**Source:**
-- Start --

Cut Sports, Advance Academics
**The Edvocate is pleased to publish guest posts as way to fuel important conversations surrounding P-20 education in America. The opinions contained within guest posts are those of the authors and do not necessarily reflect the official opinion of The Edvocate or Dr. Matthew Lynch.**
A guest post by Edgar Wilson
We need to get sports out of schools.
As an extra-curricular, sports should already be distinct from academics, but that hasn’t remotely stopped athletic programs from asserting dominance in and out of the classroom. The problem is most pronounced in tertiary education, where university budgets—and, by extension, student fees and tuition—are being coopted to support legacy athletic programs, most notably football.
Football programs—at least in the current conception—are a losing investment for most schools. Maintaining a diversity of athletic options is expensive, and is clearly not supported by the broadcast and viewership patterns of American sports fans. In the US, we want our football, and we want our basketball, and we want it for free.
These same consumer forces upsetting other pillars of the entertainment industry—music, movies, television—are beginning to cripple cable: streaming services.

-- End --

**Data for this task:**
-- Start --

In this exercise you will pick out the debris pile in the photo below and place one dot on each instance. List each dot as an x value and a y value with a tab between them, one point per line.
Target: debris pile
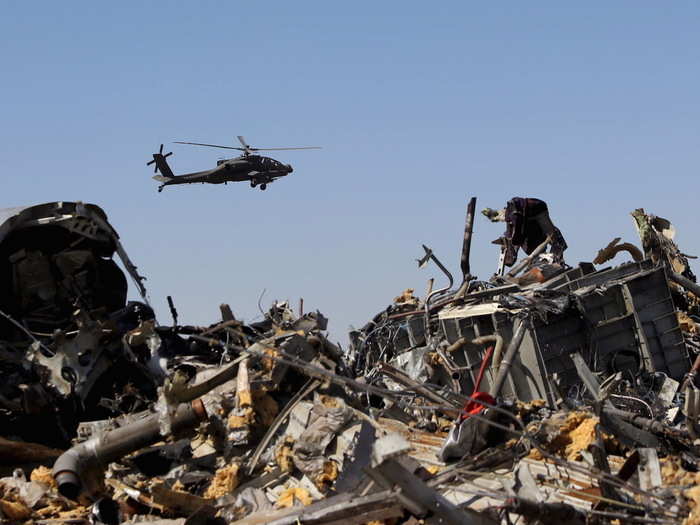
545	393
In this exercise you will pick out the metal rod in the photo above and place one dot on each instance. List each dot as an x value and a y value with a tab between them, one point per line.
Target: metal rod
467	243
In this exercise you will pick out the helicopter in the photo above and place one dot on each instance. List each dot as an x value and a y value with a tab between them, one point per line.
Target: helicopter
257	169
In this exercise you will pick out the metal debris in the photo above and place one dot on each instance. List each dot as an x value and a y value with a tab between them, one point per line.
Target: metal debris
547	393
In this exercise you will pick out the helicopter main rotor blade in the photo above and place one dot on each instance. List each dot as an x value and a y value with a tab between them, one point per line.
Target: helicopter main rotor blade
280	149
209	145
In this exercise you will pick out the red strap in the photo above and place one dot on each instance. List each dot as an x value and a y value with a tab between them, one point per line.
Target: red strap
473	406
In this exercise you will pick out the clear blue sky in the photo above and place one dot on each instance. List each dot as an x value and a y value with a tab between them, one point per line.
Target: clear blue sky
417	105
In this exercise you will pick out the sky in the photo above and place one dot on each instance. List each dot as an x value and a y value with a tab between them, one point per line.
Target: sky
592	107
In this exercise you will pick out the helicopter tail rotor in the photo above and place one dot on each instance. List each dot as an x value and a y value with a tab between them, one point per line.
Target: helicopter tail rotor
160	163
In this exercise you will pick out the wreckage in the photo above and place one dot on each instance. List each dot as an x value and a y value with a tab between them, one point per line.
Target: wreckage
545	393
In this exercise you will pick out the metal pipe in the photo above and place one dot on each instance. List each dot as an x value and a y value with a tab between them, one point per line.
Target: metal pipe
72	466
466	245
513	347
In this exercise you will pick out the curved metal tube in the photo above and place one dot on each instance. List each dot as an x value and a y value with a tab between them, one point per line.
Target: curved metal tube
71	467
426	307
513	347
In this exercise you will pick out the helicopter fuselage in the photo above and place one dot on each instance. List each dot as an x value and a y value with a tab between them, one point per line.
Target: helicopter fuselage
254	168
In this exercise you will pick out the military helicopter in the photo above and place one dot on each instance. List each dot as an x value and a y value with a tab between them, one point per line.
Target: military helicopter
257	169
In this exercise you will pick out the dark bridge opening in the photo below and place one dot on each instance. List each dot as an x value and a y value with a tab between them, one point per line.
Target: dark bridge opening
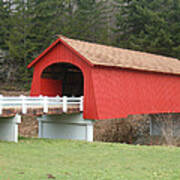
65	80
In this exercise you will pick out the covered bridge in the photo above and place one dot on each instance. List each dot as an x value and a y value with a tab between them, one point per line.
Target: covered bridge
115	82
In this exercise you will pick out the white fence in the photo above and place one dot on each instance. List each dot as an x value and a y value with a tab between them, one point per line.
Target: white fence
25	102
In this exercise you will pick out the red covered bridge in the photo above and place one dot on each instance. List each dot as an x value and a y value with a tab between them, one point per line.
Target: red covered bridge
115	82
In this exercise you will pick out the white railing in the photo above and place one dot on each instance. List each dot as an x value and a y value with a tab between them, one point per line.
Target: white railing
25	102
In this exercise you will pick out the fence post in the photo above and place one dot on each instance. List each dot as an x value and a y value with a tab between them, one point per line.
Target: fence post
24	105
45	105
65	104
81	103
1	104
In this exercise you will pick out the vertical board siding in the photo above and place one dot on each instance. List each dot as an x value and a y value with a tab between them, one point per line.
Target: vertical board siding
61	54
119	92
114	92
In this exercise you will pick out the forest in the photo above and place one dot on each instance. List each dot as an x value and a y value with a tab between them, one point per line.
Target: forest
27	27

-- End --
-- Start --

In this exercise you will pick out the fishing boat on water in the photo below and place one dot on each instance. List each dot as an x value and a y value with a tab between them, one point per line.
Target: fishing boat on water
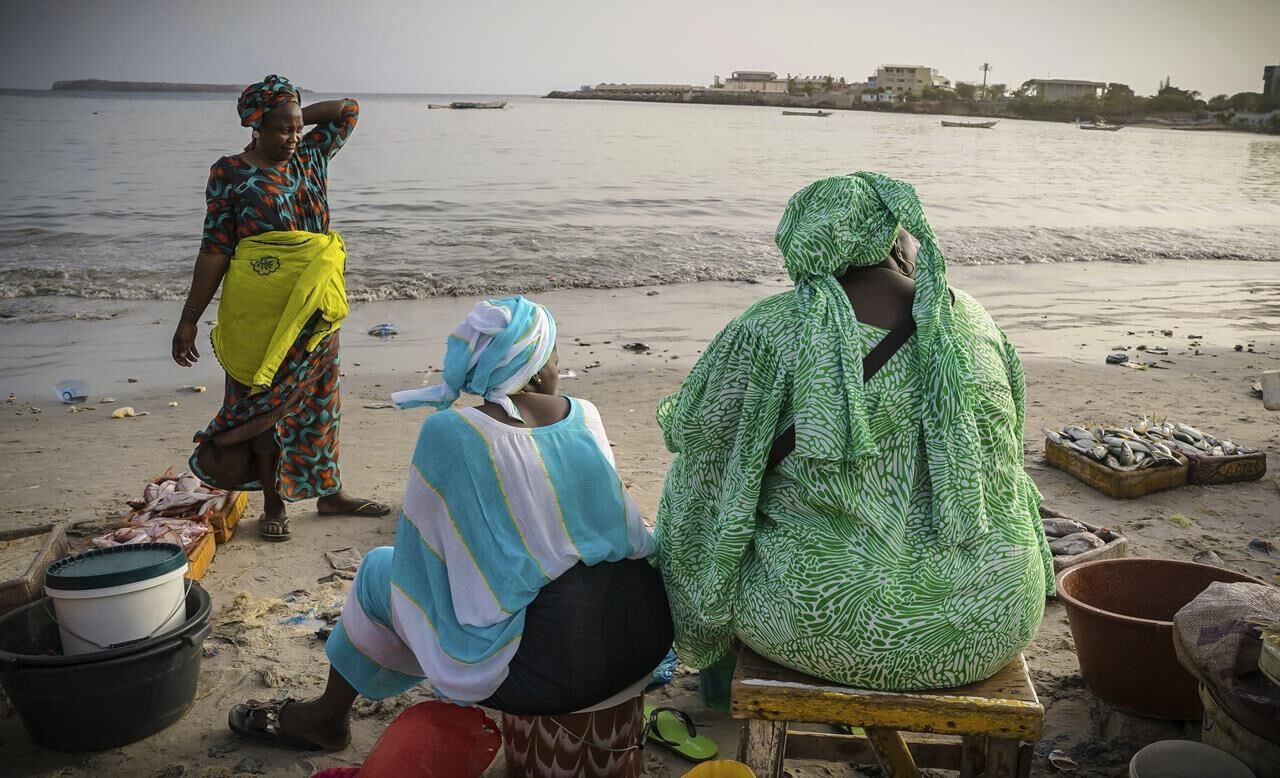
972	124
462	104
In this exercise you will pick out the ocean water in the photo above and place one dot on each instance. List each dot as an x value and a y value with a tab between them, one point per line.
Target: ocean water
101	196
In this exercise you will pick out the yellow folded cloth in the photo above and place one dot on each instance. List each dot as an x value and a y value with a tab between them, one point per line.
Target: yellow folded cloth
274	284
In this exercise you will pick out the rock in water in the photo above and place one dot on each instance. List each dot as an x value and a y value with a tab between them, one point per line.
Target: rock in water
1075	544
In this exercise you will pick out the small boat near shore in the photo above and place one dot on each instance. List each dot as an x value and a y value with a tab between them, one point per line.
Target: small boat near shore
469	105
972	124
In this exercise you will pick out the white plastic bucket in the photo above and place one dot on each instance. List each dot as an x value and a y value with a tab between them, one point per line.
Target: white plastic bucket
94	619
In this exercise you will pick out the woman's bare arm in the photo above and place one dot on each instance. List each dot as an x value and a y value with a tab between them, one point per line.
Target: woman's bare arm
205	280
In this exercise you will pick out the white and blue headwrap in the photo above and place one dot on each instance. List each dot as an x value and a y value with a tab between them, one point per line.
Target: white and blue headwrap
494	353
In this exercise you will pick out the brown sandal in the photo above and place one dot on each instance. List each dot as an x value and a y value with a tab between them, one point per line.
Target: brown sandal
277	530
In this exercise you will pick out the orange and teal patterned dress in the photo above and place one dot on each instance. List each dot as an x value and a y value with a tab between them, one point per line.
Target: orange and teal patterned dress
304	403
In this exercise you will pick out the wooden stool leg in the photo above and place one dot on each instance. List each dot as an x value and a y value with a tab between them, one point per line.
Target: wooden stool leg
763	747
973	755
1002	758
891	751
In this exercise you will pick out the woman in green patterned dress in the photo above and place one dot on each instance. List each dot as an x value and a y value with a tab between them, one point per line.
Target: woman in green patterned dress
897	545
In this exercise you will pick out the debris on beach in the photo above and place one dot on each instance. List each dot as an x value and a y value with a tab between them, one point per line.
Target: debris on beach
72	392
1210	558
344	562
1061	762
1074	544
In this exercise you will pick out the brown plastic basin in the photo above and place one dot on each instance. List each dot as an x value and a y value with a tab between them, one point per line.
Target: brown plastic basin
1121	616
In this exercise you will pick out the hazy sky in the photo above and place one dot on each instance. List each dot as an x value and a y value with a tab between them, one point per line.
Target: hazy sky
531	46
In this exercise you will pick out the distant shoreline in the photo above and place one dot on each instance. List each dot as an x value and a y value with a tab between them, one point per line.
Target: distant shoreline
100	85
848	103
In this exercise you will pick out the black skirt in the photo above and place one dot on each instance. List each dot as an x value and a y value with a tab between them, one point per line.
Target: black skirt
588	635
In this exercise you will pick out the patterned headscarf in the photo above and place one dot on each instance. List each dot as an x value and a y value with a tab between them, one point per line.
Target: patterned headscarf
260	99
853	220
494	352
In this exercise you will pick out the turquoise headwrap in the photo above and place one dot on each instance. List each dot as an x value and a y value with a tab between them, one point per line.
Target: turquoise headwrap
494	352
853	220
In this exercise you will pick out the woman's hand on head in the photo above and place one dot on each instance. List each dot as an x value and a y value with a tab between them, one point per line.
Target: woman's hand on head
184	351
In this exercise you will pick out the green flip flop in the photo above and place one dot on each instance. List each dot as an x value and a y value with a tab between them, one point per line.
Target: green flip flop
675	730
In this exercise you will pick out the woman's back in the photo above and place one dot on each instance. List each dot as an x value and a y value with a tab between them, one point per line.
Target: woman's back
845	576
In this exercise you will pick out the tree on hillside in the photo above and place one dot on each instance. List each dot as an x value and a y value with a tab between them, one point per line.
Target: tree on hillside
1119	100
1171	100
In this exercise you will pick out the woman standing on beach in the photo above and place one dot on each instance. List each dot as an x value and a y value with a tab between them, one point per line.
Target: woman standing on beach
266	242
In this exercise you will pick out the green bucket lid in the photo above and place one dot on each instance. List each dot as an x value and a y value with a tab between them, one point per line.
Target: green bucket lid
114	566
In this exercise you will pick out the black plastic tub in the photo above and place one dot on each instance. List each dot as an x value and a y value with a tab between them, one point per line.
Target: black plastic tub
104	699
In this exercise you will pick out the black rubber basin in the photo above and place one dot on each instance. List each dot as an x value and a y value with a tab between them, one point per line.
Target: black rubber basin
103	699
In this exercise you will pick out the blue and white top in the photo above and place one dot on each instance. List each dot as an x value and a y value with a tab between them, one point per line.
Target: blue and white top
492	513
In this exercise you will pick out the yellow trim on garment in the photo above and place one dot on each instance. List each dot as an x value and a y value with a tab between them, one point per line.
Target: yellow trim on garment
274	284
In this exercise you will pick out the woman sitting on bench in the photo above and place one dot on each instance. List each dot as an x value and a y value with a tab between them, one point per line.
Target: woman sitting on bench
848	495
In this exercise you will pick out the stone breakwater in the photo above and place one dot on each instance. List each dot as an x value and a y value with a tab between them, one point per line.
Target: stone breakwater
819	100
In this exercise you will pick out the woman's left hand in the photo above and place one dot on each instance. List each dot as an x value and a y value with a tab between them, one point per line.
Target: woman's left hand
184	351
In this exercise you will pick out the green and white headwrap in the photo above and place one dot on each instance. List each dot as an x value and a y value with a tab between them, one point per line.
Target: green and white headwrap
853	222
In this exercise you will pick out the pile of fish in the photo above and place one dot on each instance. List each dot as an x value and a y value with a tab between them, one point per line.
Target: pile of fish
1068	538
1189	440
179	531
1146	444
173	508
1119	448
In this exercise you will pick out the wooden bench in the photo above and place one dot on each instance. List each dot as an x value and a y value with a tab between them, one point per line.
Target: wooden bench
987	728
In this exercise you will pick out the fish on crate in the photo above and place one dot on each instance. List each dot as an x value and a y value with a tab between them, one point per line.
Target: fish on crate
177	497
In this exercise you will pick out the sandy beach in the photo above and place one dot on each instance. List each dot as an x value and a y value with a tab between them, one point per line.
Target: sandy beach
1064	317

-- End --
-- Start --

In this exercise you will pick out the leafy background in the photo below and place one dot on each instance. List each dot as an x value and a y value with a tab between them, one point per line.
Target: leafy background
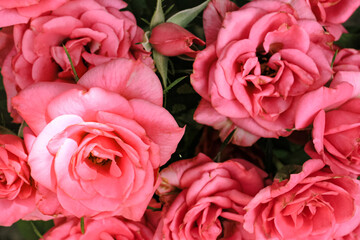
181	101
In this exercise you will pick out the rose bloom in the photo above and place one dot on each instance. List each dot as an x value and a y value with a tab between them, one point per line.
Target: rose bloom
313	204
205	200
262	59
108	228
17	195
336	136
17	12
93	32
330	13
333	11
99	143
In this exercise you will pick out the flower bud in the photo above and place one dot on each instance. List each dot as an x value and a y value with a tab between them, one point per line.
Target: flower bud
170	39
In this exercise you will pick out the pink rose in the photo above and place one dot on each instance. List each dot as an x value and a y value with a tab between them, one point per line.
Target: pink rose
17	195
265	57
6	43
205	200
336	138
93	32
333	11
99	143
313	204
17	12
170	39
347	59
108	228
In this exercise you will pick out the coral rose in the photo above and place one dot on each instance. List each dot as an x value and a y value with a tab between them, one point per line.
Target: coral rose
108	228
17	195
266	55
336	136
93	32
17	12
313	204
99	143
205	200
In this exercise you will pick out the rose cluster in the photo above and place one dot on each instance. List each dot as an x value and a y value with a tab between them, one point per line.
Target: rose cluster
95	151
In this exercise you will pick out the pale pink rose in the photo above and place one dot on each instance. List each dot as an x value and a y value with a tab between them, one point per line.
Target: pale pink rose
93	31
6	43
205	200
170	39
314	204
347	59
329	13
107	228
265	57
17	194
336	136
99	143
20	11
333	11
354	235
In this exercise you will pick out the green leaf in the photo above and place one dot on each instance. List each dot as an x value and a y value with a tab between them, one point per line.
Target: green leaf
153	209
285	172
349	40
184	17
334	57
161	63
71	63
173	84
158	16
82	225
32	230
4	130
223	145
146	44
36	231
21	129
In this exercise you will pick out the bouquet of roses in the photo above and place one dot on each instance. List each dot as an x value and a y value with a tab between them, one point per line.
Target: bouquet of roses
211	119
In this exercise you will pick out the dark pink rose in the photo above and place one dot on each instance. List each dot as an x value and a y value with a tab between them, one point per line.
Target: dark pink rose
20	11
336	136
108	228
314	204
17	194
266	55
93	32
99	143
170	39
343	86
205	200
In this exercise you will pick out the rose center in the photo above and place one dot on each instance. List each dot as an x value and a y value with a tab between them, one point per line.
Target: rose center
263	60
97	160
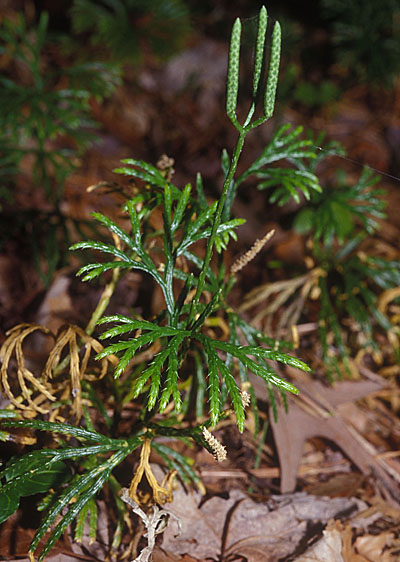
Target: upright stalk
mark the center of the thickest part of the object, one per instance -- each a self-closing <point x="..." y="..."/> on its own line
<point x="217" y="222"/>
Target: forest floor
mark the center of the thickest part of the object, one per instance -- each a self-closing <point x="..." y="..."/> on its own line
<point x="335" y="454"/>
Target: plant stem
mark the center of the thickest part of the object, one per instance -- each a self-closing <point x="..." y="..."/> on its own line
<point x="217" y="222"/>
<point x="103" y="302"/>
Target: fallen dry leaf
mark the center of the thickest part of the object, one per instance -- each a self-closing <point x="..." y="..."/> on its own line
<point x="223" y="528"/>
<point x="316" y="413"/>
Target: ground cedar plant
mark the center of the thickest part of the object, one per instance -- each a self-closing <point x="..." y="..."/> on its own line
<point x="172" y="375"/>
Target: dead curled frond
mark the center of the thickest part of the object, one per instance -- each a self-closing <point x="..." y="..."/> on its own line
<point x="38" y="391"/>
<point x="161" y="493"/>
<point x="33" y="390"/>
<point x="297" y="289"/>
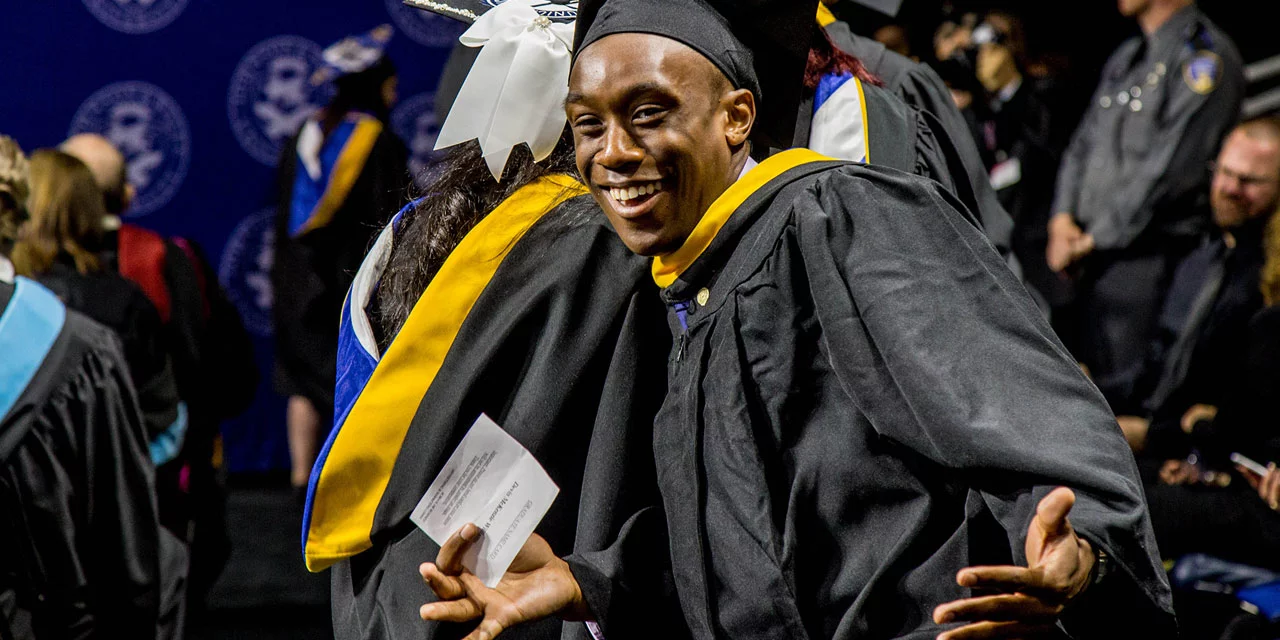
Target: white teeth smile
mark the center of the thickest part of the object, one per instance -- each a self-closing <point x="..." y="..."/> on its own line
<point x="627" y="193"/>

-- End --

**Required work:**
(1) Based on the guest post about school sports, say whether each statement agrees with it. Answer yes or no, and quote the words that decide it.
(a) The post calls the problem most pronounced in tertiary education.
(b) The post describes football programs as a profitable investment for most schools.
(c) The post says streaming services are beginning to cripple cable.
(2) Pick out each line of the records that contains the string "vertical", and copy it.
The guest post and the records are unrelated pieces of material.

**Answers for the tasks:**
(1)
(a) Yes: "The problem is most pronounced in tertiary education"
(b) No: "Football programs—at least in the current conception—are a losing investment for most schools."
(c) Yes: "are beginning to cripple cable: streaming services."

(2)
In this exercise you will pick out the vertical board siding in the photo above and place one dot on each instance. List each dot as an x value and a y value with a tab between them, one point per line.
Target: vertical board siding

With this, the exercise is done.